### REQUIRED ACTION
Every record should be written out again in full, with no character altered.

### SOURCE INFORMATION
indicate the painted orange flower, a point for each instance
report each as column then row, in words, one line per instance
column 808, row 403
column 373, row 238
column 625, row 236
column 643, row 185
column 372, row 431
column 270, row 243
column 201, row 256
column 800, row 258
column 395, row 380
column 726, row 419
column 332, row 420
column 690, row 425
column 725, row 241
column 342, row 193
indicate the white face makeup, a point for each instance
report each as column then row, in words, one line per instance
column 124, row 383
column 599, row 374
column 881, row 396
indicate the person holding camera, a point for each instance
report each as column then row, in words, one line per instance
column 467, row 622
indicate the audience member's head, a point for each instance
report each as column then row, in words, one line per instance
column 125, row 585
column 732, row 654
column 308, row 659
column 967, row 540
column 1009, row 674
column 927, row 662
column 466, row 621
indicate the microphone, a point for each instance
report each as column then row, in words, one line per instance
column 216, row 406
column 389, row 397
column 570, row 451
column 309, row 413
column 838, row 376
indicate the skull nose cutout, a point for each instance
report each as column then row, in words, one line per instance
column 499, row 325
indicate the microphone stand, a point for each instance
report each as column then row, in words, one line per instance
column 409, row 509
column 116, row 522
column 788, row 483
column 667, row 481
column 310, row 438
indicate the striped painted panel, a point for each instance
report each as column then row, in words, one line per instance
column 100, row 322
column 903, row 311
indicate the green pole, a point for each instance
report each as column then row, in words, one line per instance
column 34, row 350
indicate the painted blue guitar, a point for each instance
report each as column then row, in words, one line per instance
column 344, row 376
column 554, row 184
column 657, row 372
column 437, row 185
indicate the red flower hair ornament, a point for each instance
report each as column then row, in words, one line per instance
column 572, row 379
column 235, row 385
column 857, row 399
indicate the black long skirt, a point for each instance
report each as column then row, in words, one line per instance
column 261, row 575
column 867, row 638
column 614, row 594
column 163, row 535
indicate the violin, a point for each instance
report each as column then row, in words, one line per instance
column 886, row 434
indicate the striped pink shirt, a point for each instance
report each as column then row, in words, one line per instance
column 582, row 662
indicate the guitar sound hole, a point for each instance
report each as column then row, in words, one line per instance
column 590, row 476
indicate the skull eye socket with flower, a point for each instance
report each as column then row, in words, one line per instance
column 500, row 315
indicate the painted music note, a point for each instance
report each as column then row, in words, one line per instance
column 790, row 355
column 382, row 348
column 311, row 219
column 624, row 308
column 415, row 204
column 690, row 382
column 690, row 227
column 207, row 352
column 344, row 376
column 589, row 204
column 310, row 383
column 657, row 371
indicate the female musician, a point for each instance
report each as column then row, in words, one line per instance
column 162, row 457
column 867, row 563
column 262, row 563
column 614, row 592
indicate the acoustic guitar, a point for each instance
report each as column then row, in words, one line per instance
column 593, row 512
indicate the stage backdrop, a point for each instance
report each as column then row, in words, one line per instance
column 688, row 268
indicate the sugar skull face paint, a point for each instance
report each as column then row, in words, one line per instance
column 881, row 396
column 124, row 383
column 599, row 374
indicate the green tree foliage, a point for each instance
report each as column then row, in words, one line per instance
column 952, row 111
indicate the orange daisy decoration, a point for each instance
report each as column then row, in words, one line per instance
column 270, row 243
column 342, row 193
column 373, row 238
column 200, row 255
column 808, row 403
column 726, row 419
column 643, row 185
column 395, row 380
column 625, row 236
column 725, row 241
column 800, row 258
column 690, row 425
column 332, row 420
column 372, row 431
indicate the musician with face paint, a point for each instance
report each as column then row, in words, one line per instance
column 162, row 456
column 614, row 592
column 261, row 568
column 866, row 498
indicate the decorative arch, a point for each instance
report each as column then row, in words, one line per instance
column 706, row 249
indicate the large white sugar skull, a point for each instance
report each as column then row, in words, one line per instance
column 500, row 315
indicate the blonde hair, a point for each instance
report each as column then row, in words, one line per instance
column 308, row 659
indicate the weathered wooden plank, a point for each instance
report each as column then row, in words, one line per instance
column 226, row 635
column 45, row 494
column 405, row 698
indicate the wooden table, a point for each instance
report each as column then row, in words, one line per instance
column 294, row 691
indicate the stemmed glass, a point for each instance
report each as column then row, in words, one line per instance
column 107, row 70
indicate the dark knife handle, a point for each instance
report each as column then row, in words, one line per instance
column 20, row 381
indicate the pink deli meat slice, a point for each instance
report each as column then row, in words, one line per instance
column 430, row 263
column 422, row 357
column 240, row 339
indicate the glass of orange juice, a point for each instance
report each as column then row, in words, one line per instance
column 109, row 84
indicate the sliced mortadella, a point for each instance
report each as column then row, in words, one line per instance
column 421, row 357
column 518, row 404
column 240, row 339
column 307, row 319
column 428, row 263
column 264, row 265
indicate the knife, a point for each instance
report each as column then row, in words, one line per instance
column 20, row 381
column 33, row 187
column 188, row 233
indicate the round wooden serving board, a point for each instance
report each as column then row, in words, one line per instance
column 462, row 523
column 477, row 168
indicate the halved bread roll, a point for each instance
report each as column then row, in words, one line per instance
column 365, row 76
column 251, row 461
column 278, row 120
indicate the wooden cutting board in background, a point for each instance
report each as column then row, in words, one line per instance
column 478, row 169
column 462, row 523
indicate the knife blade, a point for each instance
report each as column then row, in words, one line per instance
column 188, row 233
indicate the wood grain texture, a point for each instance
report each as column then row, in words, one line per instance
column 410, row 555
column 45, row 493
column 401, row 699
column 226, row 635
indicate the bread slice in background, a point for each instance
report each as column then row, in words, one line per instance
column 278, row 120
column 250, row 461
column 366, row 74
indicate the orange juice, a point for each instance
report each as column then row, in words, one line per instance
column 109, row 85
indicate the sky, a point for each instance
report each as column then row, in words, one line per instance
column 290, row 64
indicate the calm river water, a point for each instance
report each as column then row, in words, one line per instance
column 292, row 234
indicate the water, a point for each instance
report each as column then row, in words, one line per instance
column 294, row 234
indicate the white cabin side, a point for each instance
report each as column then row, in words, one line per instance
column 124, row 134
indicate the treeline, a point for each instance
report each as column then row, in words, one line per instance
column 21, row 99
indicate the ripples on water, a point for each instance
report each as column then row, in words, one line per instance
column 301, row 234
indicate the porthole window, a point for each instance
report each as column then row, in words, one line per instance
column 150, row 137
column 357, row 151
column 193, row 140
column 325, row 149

### TASK OUTPUT
indicate the painted orange flower, a point for each instance
report each as column then row, in words, one line per instance
column 808, row 403
column 373, row 238
column 625, row 236
column 643, row 185
column 372, row 431
column 270, row 243
column 201, row 256
column 800, row 258
column 395, row 380
column 726, row 419
column 332, row 420
column 690, row 425
column 725, row 241
column 342, row 193
indicate the white face makeup, a point for each instance
report each as column then row, in words, one line per instance
column 124, row 383
column 599, row 374
column 881, row 396
indicate the person holding camera, a point for each instance
report each as column then row, in words, one line per instance
column 467, row 622
indicate the audience member's head, a point for each instance
report each as column then row, in words, one line per instance
column 125, row 585
column 732, row 654
column 308, row 659
column 967, row 540
column 1009, row 674
column 927, row 662
column 466, row 621
indicate the microphone, a point for each instance
report each as column then row, in words, one line per instance
column 216, row 406
column 389, row 397
column 570, row 451
column 309, row 413
column 838, row 376
indicate the skull nose cutout, a point for each instance
report each as column then row, in words, one line per instance
column 499, row 325
indicate the microphone stand, a point for each instance
report each as column then row, in words, one line per instance
column 409, row 509
column 116, row 522
column 788, row 483
column 667, row 481
column 310, row 438
indicate the striped painted panel, a point for each instance
report each as column then row, in words, one line per instance
column 100, row 322
column 903, row 311
indicate the green pole, a point for each instance
report each as column then row, in words, one line per instance
column 34, row 350
indicate the painted blue guitar, a point for each instance
report each as column then row, in words, one line per instance
column 344, row 376
column 554, row 184
column 657, row 372
column 437, row 185
indicate the red flower hair ornament, a point for each instance
report each as column then row, in words, one line per instance
column 572, row 379
column 235, row 385
column 857, row 399
indicate the black long skirt, a point for each instance
report each as column then row, in words, one line per instance
column 261, row 575
column 867, row 638
column 614, row 594
column 163, row 535
indicate the violin, a point for each instance
report each as column then row, in words, one line per instance
column 886, row 434
indicate the striped pink shirt, a point for each instance
report each as column then row, in words, one line per instance
column 582, row 662
indicate the guitar sound hole, a point for each instance
report each as column then row, in words, one line per instance
column 590, row 476
indicate the skull eye socket with flower, a point for each instance
report each as column then row, in words, one line per instance
column 500, row 315
indicate the painted music note, a point for each instance
report each as column then row, in words, one line per instance
column 790, row 355
column 382, row 348
column 311, row 219
column 624, row 308
column 415, row 204
column 690, row 382
column 690, row 227
column 207, row 352
column 344, row 376
column 589, row 204
column 310, row 383
column 657, row 371
indicate the female musician, a point for each instance
report each as column then row, in words, one line per instance
column 162, row 457
column 867, row 563
column 262, row 563
column 614, row 592
indicate the acoustic guitar, a point for each instance
report each as column then row, in words, one line per instance
column 593, row 512
indicate the stage backdrop, a point for each instance
report each as column then row, in words, one line per instance
column 688, row 268
indicate the sugar skull face paint, a point for each instance
report each as column then row, in words, one line per instance
column 881, row 396
column 124, row 383
column 599, row 374
indicate the green tree foliage, a point for each instance
report each as column then row, in words, one line per instance
column 952, row 111
indicate the orange daisy decoration, a point for each instance
report each as column then row, in words, one line per instance
column 270, row 243
column 342, row 193
column 373, row 238
column 200, row 255
column 808, row 403
column 726, row 419
column 643, row 185
column 395, row 380
column 625, row 236
column 725, row 241
column 800, row 258
column 690, row 425
column 332, row 420
column 372, row 431
indicate the musician with face paint, a point for each instance
report each as column then row, in words, one line per instance
column 162, row 456
column 614, row 592
column 261, row 568
column 866, row 498
indicate the decorative arch, a point for each instance
report each as column then row, in words, one line per instance
column 706, row 249
indicate the large white sugar skull, a point for each instance
report each as column then row, in words, one line per instance
column 500, row 315
indicate the blonde hair, a point for each instance
report each as column then row, in words, one line per instance
column 308, row 659
indicate the weathered wooden plank, a point for each instance
report each as column then row, in words, one line per instance
column 226, row 635
column 45, row 494
column 405, row 698
indicate the wooden table, a point for each instance
report each as column then row, in words, one line per instance
column 294, row 691
indicate the stemmed glass, a point for each instance
report each as column then row, in words, one line per instance
column 107, row 70
indicate the dark knife handle, a point for each instance
report each as column then row, in words, one line per instance
column 20, row 381
indicate the pink deli meat slice, a point for each instance
report each as column then row, in words, one line per instance
column 430, row 263
column 422, row 357
column 240, row 339
indicate the glass of orange juice, a point for each instance
report each as column then row, in words, one line per instance
column 109, row 84
indicate the sliced mortadella, a point for each instance
report each as column then row, in words, one line per instance
column 421, row 357
column 518, row 404
column 240, row 339
column 307, row 319
column 428, row 263
column 264, row 265
indicate the knife, a point for each instance
report each as column then row, in words, one line per instance
column 20, row 381
column 33, row 187
column 188, row 233
indicate the round wooden serving board, a point for each instance
report each as column then row, in words, one line per instance
column 462, row 523
column 477, row 168
indicate the halved bread roll, a point for each instance
report each as column then row, in words, one line per instance
column 365, row 76
column 251, row 461
column 278, row 120
indicate the wooden cutting board in background, a point for each instance
report each as column then row, in words, one line per instance
column 478, row 169
column 462, row 523
indicate the knife blade, a point for each instance
report each as column then row, in words, one line per instance
column 188, row 233
indicate the wood grain texture, a point for each instance
report each as column then row, in words, one line per instance
column 410, row 555
column 45, row 493
column 401, row 699
column 226, row 635
indicate the bread slice in background, a point for each instance
report each as column then row, in words, one line per instance
column 278, row 120
column 250, row 461
column 366, row 74
indicate the orange juice, a point for each instance
report each as column then row, in words, one line per instance
column 109, row 85
indicate the sky, a point for each instance
report each as column then row, in words, one line per instance
column 290, row 64
indicate the calm river water, a point for each instance
report each as column then row, in words, one line per instance
column 292, row 234
indicate the water, a point for each instance
report each as column then row, in words, one line per instance
column 294, row 234
indicate the white cabin side, a point for each instance
report each as column then row, in words, one line per instance
column 124, row 134
indicate the treeline, a point for each instance
report each as column then row, in words, one line per instance
column 21, row 99
indicate the ripples on water, a point for each instance
report each as column then row, in words, one line per instance
column 301, row 234
indicate the porthole window, a point for each instance
report each as column then row, in words, one line per instance
column 150, row 137
column 357, row 151
column 193, row 140
column 325, row 149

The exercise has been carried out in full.